:: Task description ::
Copy out all of the items below, swapping "Pointing rules" for "Marking rules" wherever it occurs and changing nothing else. Leave the pictures out of your answer.

:: Dataset excerpts ::
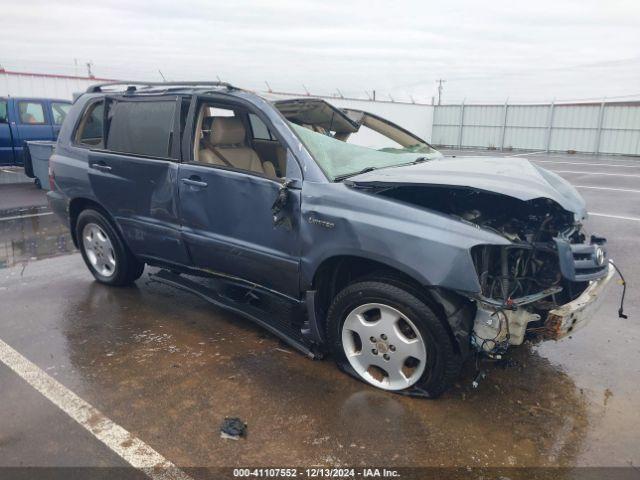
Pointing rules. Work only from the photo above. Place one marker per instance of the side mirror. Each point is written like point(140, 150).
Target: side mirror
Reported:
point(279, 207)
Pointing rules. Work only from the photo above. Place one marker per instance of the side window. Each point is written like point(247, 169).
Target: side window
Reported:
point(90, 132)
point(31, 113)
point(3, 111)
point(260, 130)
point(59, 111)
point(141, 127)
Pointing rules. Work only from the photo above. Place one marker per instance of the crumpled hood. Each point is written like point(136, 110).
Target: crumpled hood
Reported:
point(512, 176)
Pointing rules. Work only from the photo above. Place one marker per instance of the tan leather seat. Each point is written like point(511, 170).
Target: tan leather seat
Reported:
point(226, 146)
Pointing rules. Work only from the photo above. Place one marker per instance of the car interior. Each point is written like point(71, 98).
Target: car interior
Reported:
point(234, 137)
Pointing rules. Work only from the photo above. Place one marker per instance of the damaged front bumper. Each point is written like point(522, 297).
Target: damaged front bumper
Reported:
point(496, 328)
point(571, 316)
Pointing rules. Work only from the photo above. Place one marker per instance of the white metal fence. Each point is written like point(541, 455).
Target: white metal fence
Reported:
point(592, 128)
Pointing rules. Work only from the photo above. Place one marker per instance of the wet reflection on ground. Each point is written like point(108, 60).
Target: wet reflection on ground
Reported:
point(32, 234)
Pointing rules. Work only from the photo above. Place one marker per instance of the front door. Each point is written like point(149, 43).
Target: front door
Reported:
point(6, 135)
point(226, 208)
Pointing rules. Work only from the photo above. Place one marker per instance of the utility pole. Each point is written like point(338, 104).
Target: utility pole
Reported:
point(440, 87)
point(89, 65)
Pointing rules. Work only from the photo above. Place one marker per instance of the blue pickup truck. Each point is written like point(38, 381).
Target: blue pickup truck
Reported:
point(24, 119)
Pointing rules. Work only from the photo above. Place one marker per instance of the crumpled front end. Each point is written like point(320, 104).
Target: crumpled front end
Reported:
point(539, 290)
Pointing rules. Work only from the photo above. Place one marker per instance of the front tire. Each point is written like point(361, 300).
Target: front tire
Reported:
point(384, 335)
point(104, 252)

:: Answer below ::
Marking rules. Work only from the photo above. Place one marker per instance of the side mirror. Each point is written like point(140, 150).
Target: side mirror
Reported:
point(279, 207)
Marking rules. Work only from the photo above. Place one marker per instance of the side window. Each point is written like point(247, 169).
Target: side window
Reported:
point(90, 132)
point(31, 113)
point(3, 111)
point(260, 130)
point(59, 111)
point(141, 127)
Marking rules. Work only from the photo above. Place one marker per instance of the crumpled hood. Each point is written like point(136, 110).
Target: crumpled hood
Reported:
point(512, 176)
Marking rules. Work only from the photo above. Place one marker per instance of the tan leather seat. Each point is written like point(511, 170).
Target: tan leather seat
Reported:
point(226, 146)
Marking rules. Work only from the photo above. Place one marker per instance of the car interior. Each point is written like point(71, 98).
Target: car interior
Reported:
point(234, 137)
Marking rules. Work only from the photo above. Place one marker per instance of the damaged front bumper. Each point is written like point(522, 297).
Target: damaged front bumper
Reported:
point(496, 328)
point(571, 316)
Marking rules. Work only from the photo above. Place one marker per instance of the white metal fence. Each point is written like point(541, 455).
Target: white metal fence
Reported:
point(592, 128)
Marking rules. Work only from the photo above. Place one marker per instance of the wet reflection on ground. Each point is written like point(108, 60).
Target: wet reflection on ground
Reported:
point(32, 234)
Marking rules. Work only from the photo above. Place one marker per instance of the front door. Each point is written like point(149, 43).
Target: front door
Reported:
point(6, 135)
point(226, 208)
Marking rules. Work only from the photo above. Place one marker per instance of the utility pole. Each point is written like point(338, 104).
Target: utility pole
Reported:
point(440, 87)
point(89, 65)
Marking rules. Work only from the photo above. Place one marker per instance of the blue pickup truck. Each point is written like point(38, 381).
Target: blue pickup truck
Reported:
point(24, 119)
Marking rules. Work only from the photo above. Place one marker per instance of the crumpled front end. Each point is written like point(320, 104).
Target: crumpled front end
Reported:
point(539, 290)
Marking rules. Work only from the photo above. Place one marker per instance of the front tire. Each point is written like point(361, 300).
Target: front tire
Reported:
point(384, 335)
point(104, 252)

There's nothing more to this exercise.